[Dataset items]
☆ ☆ ☆ ☆

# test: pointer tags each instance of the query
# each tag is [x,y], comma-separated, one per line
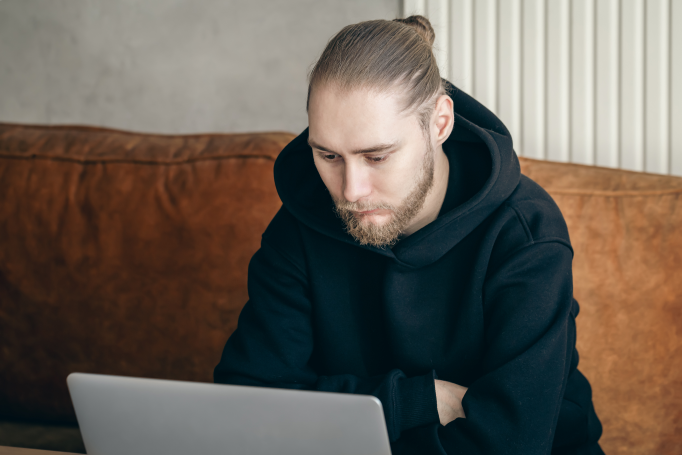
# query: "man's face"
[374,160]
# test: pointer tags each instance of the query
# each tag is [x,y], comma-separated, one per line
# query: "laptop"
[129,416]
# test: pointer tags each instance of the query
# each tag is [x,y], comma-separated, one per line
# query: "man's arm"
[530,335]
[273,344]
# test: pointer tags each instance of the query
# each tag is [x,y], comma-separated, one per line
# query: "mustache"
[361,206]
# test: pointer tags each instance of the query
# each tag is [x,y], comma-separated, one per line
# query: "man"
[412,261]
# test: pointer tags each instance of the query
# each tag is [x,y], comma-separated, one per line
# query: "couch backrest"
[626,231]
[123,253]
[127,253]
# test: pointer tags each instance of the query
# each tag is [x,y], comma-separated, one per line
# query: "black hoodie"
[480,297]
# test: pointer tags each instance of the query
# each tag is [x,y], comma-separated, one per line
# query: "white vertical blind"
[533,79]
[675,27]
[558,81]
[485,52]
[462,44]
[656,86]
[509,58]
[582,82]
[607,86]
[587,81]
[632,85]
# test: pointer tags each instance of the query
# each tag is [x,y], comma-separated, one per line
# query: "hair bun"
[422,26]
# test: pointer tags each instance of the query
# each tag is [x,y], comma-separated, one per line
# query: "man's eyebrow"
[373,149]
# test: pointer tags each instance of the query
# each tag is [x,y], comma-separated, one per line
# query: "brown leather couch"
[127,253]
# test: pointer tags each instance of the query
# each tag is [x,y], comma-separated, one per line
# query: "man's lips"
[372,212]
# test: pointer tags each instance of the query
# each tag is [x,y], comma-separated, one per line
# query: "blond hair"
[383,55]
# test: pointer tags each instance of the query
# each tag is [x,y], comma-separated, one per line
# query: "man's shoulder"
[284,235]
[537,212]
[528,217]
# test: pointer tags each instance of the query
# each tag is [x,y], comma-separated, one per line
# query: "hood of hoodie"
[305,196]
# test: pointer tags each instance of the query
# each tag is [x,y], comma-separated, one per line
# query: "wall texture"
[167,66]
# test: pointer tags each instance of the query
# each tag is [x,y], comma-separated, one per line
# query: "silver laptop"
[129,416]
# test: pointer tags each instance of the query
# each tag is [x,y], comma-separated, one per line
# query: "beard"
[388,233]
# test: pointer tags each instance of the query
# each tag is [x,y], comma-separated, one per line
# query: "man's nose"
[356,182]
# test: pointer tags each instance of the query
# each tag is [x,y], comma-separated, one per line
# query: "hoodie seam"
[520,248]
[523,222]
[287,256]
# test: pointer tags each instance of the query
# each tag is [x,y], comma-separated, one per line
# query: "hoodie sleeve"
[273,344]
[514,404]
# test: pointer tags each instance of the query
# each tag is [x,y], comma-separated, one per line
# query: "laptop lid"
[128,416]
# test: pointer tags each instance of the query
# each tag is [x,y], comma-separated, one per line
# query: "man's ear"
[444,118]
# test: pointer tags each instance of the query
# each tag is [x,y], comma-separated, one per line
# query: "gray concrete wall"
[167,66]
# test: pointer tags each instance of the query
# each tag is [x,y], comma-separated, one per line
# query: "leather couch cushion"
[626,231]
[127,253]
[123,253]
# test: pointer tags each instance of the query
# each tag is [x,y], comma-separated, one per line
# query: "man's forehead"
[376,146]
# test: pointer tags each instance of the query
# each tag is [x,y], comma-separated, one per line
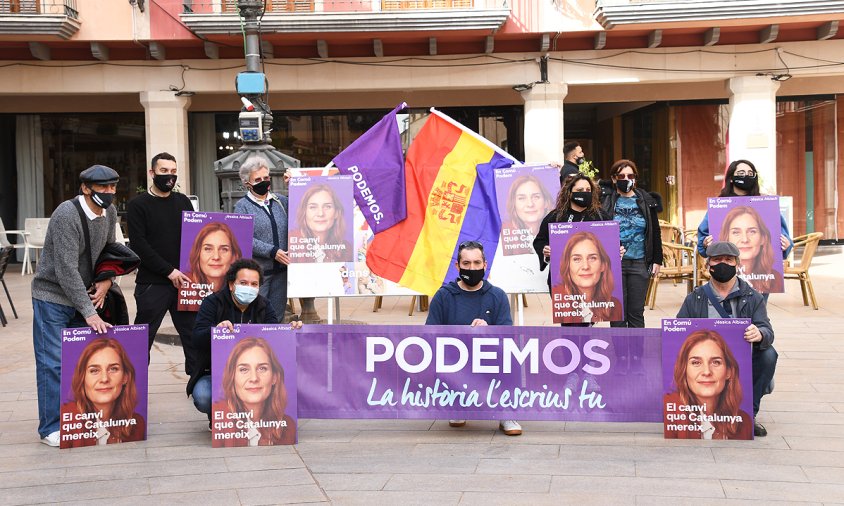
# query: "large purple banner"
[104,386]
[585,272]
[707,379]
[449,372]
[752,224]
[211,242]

☆ ☆ ☆ ☆

Exactly as written, return every line of the listing, but not the pictures.

__Output__
# test: pointer tags each instance of the query
# each tag is [x,y], comma-separated, one per line
# query: "man's face"
[374,160]
# test: pointer tags each instance of the query
# each tag is [x,y], comma-separated, one per line
# query: "laptop"
[129,416]
# test: pointer tags each instance of the query
# each tag is [x,y], comma-separated, one per line
# query: "man's arm"
[530,335]
[273,344]
# test: pointer tags each instance of the query
# each tag is [x,y], comma-separated, one per line
# query: "mustache"
[361,206]
# test: pointer tags each instance of the query
# each tag is [x,y], comma-separated, one per line
# query: "man"
[412,261]
# test: pointer tags each instance of the query
# each tag is [x,y], comma-separated, one per line
# query: "couch backrest"
[626,231]
[123,253]
[127,253]
# test: pointer tags each instance of the query
# each tag is [x,y], comma-separated, one per line
# query: "black hoodie"
[480,297]
# test: pointer tags each instance of the query
# each tag is [x,y], comma-separated, one per line
# query: "white vertical blind"
[533,79]
[675,27]
[558,81]
[485,52]
[462,44]
[656,86]
[509,58]
[582,82]
[607,86]
[587,81]
[632,85]
# test: pointer tags each instance of the query
# each tag is [x,y], comma-separated, one per line
# query: "hair bun"
[422,26]
# test: pointer tags each instance of the query
# each tag is [x,y], comma-separated, one per line
# query: "man's eyebrow"
[373,149]
# test: pointer tags each instance of the query
# each tag is [x,y], comma-separated, one per line
# query: "brown leather couch"
[127,253]
# test: pointer tags each instance of the query
# each tag is [x,y], comma-separated, one per line
# query: "man's lips"
[372,212]
# test: pointer tags each instance of the query
# each tag is [x,y], comma-separated, one per line
# query: "blond hair"
[383,55]
# test: pointer tags each instance of the query
# each tag is [x,y], comma-separated, one per line
# query: "man's shoulder"
[284,235]
[537,212]
[528,217]
# test: pointer tags each instance of the query
# each tag is [x,y], comma-separated, one per line
# query: "hood of hoodie"
[305,196]
# test: pointer tags each instance of the query
# each tag is [x,y], comma-separated, one per line
# query: "wall texture"
[167,66]
# test: pointer tags each instance of the query
# each tag is [x,y], comma-separated, one per line
# query: "silver laptop"
[129,416]
# test: pointer tags each instance of the query
# each tag is [x,y], comma-separated, one per line
# query: "beard"
[388,233]
# test: pointer tags each instance of the query
# each tag is [x,y], comma-separated, one per line
# query: "man's nose"
[356,182]
# test: pointer tags each instance of the query
# each tag is [x,y], comma-separated, one per line
# query: "hoodie seam"
[520,248]
[523,222]
[287,256]
# test: pointer tags each instance of the query
# each tag is [x,y], comma-separated, one per line
# query: "hoodie sleeve"
[273,344]
[514,404]
# test: pointer tags each instance of the query
# each tag is [x,y], comma-separated, one per line
# query: "laptop lid"
[128,416]
# test: pointer tags each instance of the query
# each tag is [x,y], comma-separated, one per line
# query: "man's ear"
[444,118]
# test: pointer tags each instance of the query
# each tag is [x,y], comma-separated, one per line
# query: "gray concrete wall"
[167,66]
# test: pointer tags each instance of the query
# each tag is [x,y], comma-separated, one per line
# query: "leather couch cushion"
[626,231]
[127,253]
[123,253]
# test: pointer tags each instance of the query
# each tag is [x,y], comma-separated, one per line
# query: "man's forehead"
[376,146]
# test: pointer tags each instance of the query
# each tag is [x,y], comma-separated, one per line
# query: "large purple banner"
[104,386]
[585,272]
[707,379]
[449,372]
[752,224]
[211,242]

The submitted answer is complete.